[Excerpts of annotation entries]
========
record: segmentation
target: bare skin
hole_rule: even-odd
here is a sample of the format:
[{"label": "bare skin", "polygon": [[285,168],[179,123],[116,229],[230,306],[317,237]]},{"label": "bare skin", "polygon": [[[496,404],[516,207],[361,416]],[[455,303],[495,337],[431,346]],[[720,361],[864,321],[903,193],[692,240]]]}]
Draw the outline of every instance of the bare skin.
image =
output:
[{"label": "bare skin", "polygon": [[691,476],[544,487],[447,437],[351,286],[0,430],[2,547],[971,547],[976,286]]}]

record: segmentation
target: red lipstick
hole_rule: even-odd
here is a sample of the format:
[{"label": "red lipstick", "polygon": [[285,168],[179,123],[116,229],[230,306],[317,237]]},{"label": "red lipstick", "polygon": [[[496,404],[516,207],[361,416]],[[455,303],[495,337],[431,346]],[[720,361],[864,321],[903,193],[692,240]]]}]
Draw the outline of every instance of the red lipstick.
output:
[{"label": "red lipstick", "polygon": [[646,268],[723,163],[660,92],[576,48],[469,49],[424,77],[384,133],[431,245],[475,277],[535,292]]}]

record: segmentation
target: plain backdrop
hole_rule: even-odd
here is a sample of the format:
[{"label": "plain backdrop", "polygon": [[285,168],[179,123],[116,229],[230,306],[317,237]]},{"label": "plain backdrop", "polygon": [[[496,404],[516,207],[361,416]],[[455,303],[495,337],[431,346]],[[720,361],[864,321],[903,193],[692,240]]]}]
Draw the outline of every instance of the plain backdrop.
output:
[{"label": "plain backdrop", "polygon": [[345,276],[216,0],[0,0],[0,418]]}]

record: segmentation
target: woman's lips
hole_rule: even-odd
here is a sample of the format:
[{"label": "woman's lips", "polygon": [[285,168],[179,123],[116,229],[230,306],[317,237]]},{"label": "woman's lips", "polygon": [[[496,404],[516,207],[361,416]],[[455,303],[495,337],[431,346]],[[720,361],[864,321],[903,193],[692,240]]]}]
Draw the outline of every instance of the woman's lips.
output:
========
**TASK INSTRUCTIONS**: Put every line of the entries above into a Markdown table with the columns "Row" and "Line," numbering the rows in order and skipping blank lines.

**RESPONSE**:
| Row | Line |
|---|---|
| 1 | record: segmentation |
| 2 | target: bare skin |
| 3 | hole_rule: even-odd |
| 4 | here is a sample of the format: |
| 5 | [{"label": "bare skin", "polygon": [[285,168],[179,123],[116,229],[230,306],[317,237]]},{"label": "bare skin", "polygon": [[[496,404],[516,207],[361,416]],[[455,303],[495,337],[431,346]],[[720,361],[864,321],[903,193],[692,240]]]}] |
| 6 | Draw the outline of every instance of the bare skin. |
| 7 | image = |
| 8 | output: |
| 9 | [{"label": "bare skin", "polygon": [[691,476],[544,487],[447,437],[351,286],[0,430],[2,547],[971,547],[976,286]]}] |
| 10 | record: segmentation |
| 11 | target: red lipstick |
| 12 | hole_rule: even-odd |
| 13 | here is a sample of the format: |
| 14 | [{"label": "red lipstick", "polygon": [[285,168],[179,123],[116,229],[230,306],[317,237]]},{"label": "red lipstick", "polygon": [[[496,404],[516,207],[361,416]],[[455,303],[495,337],[431,346]],[[720,361],[864,321],[903,193],[692,240]]]}] |
| 15 | Draw the outline of every instance of the red lipstick. |
| 16 | output: |
| 17 | [{"label": "red lipstick", "polygon": [[646,268],[723,163],[660,92],[576,48],[469,49],[424,77],[384,133],[431,245],[475,277],[535,292]]}] |
| 18 | record: segmentation |
| 19 | target: plain backdrop |
| 20 | hole_rule: even-odd |
| 21 | here is a sample of the format: |
| 22 | [{"label": "plain backdrop", "polygon": [[285,168],[179,123],[116,229],[230,306],[317,237]]},{"label": "plain backdrop", "polygon": [[[496,404],[516,207],[361,416]],[[455,303],[495,337],[431,346]],[[720,361],[864,321],[903,193],[692,240]]]}] |
| 23 | Draw the outline of every instance of the plain backdrop. |
| 24 | output: |
| 25 | [{"label": "plain backdrop", "polygon": [[345,276],[216,0],[0,0],[0,418]]}] |
| 26 | record: segmentation |
| 27 | target: woman's lips |
| 28 | hole_rule: even-odd |
| 29 | here is a sample of the format: |
| 30 | [{"label": "woman's lips", "polygon": [[285,168],[179,123],[116,229],[230,306],[317,237]]},{"label": "woman's lips", "polygon": [[[496,404],[516,207],[361,416]],[[455,303],[495,337],[431,346]],[[720,361],[864,321],[903,193],[692,240]]]}] |
| 31 | Draw the outline of every instance of the woman's lips. |
| 32 | output: |